■ **Page text**
○ ○ ○ ○ ○
V2(48)3/EA2/Ahd-III/2012

The following two appeals have been filed against Order-in-original No.AHM-CEX-003-ADC-039-11 dated 04.10.2011 (hereinafter referred to as ‘the impugned order’ for the sake of brevity) passed by Additional Commissioner, Central Excise, Ahmedabad-III (hereinafter referred to as ‘the adjudicating authority’ for the sake of brevity) which are taken up together for decision:

(i)Appeal filed by M/s Touch Laminates Pvt. Ltd., At & Post Sonasan, Opposite Ceramic Zone, Prantij Taluka, Sabarkantha District – 383 210 (hereinafter referred to as ‘the appellants’ for the sake of brevity)

(ii)Appeal filed by Assistant Commissioner, Central Excise & Customs, Gandhinagar Division (hereinafter referred to as ‘Revenue’ for the sake of brevity.

2.The facts of the case, stated briefly, are that the appellants who are manufacturers of High Pressure Laminated Sheets and availing the benefit of CENVAT credit under the Cenvat Credit Rules, 2004 had cleared goods valued at `49,34,499/- without payment of Central Excise duty amounting to `7,11,555/- on the ground that the impugned goods were ‘returned goods’ cleared in terms of Rule 16 of the Central Excise Rules, 2002. A Show Cause Notice F.No.V.48/15-218/Dem/OA/2009 dated 18.5.2010 was issued to the appellants demanding `7,11,555/- under Section 11A of the Central Excise Act, 1944, invoking extended period; demanding interest under Section 11AB of the Central Excise Act, 1944 and proposing penalties under Rule 25 & Rule 26 of the Central Excise Rules, 2002 read with Section 11AC of the Central Excise Act, 1944.
○ ○ ○ ○ ○
■ **What you need to do**
(1) Translate this sentence from the excise appeal order into Spanish: "The following two appeals have been filed against Order-in-original No.AHM-CEX-003-ADC-039-11 dated 04.10.2011 (hereinafter referred to as ‘the impugned order’ for the sake of brevity) passed by Additional Commissioner, Central Excise, Ahmedabad-III (hereinafter referred to as ‘the adjudicating authority’ for the sake of brevity) which are taken up together for decision:"
(2) Continue the excise appeal order from its last sentence.
○ ○ ○ ○ ○
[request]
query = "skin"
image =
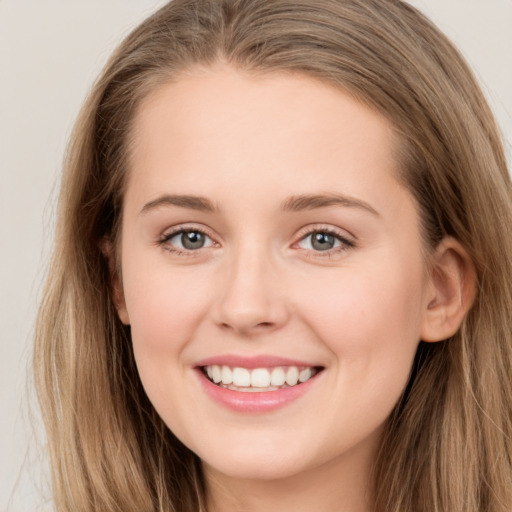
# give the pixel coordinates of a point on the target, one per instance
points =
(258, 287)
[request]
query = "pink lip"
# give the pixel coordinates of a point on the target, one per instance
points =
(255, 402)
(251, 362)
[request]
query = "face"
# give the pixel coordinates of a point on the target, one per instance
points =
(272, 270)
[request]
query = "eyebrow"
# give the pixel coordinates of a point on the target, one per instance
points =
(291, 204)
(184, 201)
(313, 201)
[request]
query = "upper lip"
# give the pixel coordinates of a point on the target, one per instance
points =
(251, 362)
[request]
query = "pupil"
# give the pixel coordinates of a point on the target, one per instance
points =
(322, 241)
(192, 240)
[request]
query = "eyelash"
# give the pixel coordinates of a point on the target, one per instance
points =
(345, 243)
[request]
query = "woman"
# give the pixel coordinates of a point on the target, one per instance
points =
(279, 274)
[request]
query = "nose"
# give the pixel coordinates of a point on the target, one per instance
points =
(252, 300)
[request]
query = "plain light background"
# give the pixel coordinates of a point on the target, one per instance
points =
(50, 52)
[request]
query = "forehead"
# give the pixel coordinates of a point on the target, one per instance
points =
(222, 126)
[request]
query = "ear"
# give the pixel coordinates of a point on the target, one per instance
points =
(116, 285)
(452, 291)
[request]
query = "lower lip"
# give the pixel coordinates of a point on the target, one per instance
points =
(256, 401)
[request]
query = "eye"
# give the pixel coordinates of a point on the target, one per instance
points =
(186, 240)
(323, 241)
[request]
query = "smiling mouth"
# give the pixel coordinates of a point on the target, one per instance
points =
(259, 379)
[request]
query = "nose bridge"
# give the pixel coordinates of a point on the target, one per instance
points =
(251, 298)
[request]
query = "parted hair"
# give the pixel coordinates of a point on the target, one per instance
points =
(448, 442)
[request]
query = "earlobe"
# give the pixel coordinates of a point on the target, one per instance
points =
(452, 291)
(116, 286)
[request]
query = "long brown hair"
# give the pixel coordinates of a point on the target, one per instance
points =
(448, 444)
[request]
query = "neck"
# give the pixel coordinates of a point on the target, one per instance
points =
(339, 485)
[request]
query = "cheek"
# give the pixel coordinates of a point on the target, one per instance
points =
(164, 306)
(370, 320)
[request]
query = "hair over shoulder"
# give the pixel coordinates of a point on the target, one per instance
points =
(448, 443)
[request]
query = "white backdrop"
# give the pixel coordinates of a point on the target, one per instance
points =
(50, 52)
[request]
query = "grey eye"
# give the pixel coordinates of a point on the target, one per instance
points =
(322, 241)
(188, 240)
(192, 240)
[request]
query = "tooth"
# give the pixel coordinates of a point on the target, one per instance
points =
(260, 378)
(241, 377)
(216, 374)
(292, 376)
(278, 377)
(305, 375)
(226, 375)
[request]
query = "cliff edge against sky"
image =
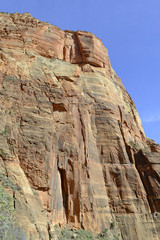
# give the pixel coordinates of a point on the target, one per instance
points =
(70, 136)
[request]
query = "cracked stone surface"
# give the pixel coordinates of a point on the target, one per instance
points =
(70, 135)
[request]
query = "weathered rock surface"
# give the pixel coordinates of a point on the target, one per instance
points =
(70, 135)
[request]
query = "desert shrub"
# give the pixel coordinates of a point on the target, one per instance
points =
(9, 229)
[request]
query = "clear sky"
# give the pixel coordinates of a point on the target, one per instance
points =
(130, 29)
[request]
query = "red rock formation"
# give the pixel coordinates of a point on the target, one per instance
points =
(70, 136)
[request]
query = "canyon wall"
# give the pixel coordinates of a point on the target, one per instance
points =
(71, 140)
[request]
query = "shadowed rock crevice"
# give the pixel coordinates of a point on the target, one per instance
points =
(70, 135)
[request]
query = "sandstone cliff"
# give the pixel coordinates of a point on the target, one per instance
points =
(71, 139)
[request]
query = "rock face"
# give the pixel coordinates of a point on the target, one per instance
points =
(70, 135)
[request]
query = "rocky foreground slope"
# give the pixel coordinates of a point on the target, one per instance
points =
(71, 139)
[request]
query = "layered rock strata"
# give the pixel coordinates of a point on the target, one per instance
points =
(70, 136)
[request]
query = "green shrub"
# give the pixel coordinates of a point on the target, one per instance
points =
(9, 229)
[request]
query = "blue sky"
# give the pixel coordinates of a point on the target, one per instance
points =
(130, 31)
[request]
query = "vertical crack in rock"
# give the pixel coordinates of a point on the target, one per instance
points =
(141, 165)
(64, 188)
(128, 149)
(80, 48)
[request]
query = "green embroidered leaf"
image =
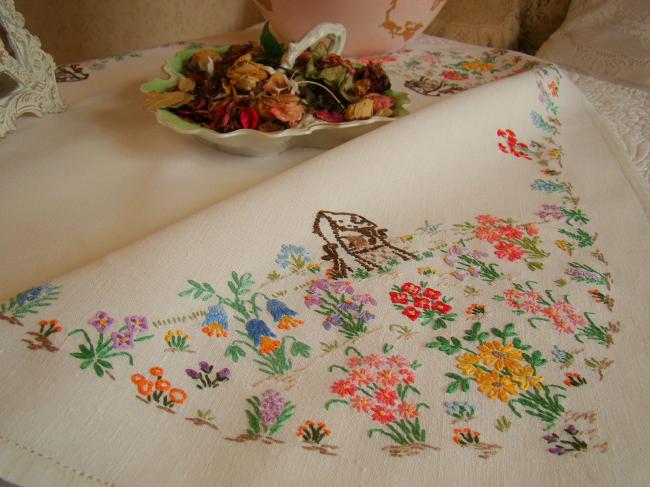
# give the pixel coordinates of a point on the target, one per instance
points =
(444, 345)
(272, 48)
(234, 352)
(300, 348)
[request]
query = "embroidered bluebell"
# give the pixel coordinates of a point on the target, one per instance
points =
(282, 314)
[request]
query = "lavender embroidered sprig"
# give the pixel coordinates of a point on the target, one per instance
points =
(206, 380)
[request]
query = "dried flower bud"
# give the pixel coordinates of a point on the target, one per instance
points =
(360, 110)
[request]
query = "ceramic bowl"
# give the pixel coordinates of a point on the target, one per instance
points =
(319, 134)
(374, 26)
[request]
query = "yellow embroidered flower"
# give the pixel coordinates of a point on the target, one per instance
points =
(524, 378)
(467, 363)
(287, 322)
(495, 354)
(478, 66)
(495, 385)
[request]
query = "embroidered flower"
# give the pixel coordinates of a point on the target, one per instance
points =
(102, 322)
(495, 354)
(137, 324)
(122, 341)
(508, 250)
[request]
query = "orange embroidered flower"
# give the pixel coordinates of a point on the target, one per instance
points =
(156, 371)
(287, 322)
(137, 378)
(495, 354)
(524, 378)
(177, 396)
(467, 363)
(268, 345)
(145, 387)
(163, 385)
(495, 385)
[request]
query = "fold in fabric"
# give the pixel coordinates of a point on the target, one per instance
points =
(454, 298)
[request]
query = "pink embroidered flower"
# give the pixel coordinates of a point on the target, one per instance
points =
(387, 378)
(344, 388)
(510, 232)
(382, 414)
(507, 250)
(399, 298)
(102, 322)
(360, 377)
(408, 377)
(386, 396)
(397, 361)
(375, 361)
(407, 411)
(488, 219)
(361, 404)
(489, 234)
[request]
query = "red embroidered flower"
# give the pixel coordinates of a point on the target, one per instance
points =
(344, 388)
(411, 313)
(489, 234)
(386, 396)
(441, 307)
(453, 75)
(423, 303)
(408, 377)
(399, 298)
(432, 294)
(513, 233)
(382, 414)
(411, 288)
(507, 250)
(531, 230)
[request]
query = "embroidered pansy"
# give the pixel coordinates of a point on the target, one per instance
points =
○ ○ ○ ○ ○
■ **Task answers**
(1) Se han interpuesto los dos recursos siguientes contra la Resolución original n.º AHM-CEX-003-ADC-039-11 de fecha 04.10.2011 (en adelante denominada «la resolución impugnada» en aras de la brevedad), dictada por el Comisionado Adicional de Impuestos Especiales Centrales, Ahmedabad-III (en adelante denominado «la autoridad resolutoria» en aras de la brevedad), los cuales se examinan conjuntamente para su resolución:

(2)
3.The adjudicating authority has held in the impugned order that CENVAT credit amounting to `1,37,453.00 is inadmissible as there was no evidence showing return of 4335 pieces of Laminated Sheets. He hasconfirmed the demand amounting to `1,43,829.00 under Section 11A of the Central Excise Act, 1944 by invoking the extended period of limitation along with interest under Section 11AB of the Act ibid. He has imposed a penalty of `1,43,829.00 on the appellants under Rule 25 of the Central Excise Rules, 2002 read with Section 11AC of the Central Excise Act, 1944 with the option pay 25% of this amount if the duty confirmed, interest and 25% of the penalty amount imposed are paid up within 30 days of the communication of the impugned order.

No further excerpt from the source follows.